§ Directive 1: Transcribe, word for word, the passage of the Group Five excerpt that begins with the words containing "Group Five said" and ends with "at head office.".

§ Document excerpt:
But the JSE-listed infrastructure group emphasised that the gains in the first half of this financial year were relative to a low earnings base in the previous comparable period, amid “difficult South African markets”.

“General construction markets (in SA) are extremely challenging,” CEO Eric Vemer said yesterday. The country’s mining industry was hurting, but there was a “silver lining” in domestic renewable energy projects, and also in power projects elsewhere in Africa, he said.

“Our improved performance was driven by strong results from the investments and concessions cluster, which more than offset a continued weak performance from the engineering and construction cluster, which delivered operating results below expectation,” Mr Vemer said.

Group Five said the manufacturing cluster, which makes building products, had delivered a flat result relative to the six months to end-June last year. Production had been hurt by the poor general construction environment, Mr Vemer said.

The group had retrenched civil engineering contract workers as contracts ended, and reduced headcount elsewhere, including at Everite, its building products subsidiary. Civil engineering alone had 4,000 people at the start of last year and started this year with 1,500 employees. There were also some retrenchments at head office.

§ Dataset extract:
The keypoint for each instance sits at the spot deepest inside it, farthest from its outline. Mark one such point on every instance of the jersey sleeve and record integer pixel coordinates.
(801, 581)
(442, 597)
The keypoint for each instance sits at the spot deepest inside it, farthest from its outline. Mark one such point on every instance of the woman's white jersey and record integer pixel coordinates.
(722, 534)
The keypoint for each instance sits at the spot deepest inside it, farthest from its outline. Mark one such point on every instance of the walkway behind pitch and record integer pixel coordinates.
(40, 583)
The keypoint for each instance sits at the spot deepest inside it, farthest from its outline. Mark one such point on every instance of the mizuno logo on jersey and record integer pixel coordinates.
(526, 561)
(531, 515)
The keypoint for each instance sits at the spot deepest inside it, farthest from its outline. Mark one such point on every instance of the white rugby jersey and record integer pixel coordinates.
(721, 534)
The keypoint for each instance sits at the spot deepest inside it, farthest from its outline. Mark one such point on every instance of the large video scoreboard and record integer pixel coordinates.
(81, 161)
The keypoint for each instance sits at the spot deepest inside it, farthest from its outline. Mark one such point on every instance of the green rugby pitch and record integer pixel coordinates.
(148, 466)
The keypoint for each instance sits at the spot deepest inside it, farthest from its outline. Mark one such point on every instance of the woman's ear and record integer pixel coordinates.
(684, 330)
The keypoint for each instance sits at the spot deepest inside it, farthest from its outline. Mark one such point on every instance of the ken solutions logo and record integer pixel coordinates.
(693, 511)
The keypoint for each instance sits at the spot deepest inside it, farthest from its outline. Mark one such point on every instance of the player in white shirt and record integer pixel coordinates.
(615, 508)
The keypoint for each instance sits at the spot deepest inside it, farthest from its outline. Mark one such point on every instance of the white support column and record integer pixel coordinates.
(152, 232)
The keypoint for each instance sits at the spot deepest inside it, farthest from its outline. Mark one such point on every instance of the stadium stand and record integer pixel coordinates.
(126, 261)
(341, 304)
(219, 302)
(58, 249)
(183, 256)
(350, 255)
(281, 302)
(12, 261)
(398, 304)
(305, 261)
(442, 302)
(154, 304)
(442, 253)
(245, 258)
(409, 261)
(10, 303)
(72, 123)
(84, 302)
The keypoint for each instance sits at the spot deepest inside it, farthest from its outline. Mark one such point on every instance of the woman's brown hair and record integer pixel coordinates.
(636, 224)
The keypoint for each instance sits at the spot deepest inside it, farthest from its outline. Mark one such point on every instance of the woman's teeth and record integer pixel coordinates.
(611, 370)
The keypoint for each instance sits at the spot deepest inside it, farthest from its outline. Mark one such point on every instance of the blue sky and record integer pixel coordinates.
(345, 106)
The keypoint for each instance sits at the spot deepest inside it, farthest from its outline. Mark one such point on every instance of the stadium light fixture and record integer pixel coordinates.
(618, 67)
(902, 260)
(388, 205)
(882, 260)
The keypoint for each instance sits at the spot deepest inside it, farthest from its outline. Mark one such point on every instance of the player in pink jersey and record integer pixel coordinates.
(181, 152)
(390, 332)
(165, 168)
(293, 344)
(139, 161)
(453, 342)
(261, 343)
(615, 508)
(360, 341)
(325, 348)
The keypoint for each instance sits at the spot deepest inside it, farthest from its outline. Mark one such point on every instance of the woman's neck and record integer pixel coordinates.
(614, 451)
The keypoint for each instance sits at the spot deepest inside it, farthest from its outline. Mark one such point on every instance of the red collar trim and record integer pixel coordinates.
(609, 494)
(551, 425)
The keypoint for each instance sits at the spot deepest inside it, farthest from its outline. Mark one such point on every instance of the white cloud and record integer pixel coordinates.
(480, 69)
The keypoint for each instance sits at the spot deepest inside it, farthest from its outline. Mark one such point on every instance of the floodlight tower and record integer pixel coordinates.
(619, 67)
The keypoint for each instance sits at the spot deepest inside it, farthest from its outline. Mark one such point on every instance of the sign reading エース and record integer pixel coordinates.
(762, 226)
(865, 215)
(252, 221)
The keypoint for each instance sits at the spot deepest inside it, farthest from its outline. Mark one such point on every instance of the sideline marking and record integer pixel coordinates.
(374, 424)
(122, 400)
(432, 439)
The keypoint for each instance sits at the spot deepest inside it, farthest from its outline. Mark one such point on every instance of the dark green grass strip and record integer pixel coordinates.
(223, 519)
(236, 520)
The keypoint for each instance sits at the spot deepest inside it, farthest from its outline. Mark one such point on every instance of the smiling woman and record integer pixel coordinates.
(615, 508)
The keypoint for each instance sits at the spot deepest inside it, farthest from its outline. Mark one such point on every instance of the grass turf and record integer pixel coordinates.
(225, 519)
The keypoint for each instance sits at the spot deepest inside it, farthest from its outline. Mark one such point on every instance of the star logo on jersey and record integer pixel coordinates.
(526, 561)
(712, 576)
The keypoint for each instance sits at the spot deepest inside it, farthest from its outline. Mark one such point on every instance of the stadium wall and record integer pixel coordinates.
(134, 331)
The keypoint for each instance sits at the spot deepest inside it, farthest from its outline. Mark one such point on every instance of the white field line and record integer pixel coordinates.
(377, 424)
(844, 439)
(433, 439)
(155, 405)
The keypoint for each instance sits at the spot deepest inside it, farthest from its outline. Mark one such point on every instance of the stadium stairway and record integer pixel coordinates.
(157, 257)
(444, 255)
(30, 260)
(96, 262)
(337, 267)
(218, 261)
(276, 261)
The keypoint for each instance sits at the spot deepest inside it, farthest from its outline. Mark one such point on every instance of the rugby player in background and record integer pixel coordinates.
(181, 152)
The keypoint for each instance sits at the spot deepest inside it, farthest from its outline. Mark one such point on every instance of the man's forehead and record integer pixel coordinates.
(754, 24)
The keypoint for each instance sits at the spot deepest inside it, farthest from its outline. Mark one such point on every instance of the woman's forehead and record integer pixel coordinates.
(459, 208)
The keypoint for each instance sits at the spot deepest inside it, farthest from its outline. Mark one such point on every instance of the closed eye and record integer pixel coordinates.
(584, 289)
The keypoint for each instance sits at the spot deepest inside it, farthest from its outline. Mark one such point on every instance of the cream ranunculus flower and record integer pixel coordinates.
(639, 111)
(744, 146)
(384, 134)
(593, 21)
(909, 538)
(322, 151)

§ Directive 2: Locate each line in the entries that contains the string "pitch" and copy every such line.

§ Correct response 1:
Group Five said the manufacturing cluster, which makes building products, had delivered a flat result relative to the six months to end-June last year. Production had been hurt by the poor general construction environment, Mr Vemer said.

The group had retrenched civil engineering contract workers as contracts ended, and reduced headcount elsewhere, including at Everite, its building products subsidiary. Civil engineering alone had 4,000 people at the start of last year and started this year with 1,500 employees. There were also some retrenchments at head office.

§ Correct response 2:
The keypoint for each instance sits at the spot deepest inside it, farthest from its outline. Mark one such point on every instance of the walkway behind pitch and record integer pixel coordinates.
The keypoint for each instance sits at the spot deepest inside it, farthest from its outline. Mark one such point on every instance of the green rugby pitch and record integer pixel coordinates.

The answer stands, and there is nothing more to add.